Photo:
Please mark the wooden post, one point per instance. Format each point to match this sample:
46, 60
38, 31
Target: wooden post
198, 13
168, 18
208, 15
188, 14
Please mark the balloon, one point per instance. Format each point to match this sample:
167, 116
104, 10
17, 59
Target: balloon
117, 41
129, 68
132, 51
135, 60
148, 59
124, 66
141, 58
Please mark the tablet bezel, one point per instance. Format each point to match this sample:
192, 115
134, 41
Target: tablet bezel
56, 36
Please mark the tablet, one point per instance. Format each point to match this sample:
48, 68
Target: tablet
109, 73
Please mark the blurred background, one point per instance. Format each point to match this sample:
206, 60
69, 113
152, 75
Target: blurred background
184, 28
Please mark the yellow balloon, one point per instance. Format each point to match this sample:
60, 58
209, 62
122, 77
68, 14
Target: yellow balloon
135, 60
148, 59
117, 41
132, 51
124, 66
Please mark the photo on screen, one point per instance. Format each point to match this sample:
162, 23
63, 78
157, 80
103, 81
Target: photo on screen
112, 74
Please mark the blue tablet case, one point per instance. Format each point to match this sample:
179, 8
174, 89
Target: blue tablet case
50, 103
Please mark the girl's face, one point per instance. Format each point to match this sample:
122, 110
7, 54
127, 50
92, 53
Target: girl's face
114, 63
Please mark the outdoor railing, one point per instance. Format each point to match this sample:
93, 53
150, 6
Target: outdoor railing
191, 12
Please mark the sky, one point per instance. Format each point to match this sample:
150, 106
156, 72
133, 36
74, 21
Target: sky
---
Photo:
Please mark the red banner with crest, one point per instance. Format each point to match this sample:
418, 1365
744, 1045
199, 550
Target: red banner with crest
---
● **TASK STATEMENT**
Where a line of the material holds the word "crest", copy that line.

● **YOUR SOLUTION**
Please mark the red banner with crest, one point per instance. Format each point to match this sample:
Target: red banner with crest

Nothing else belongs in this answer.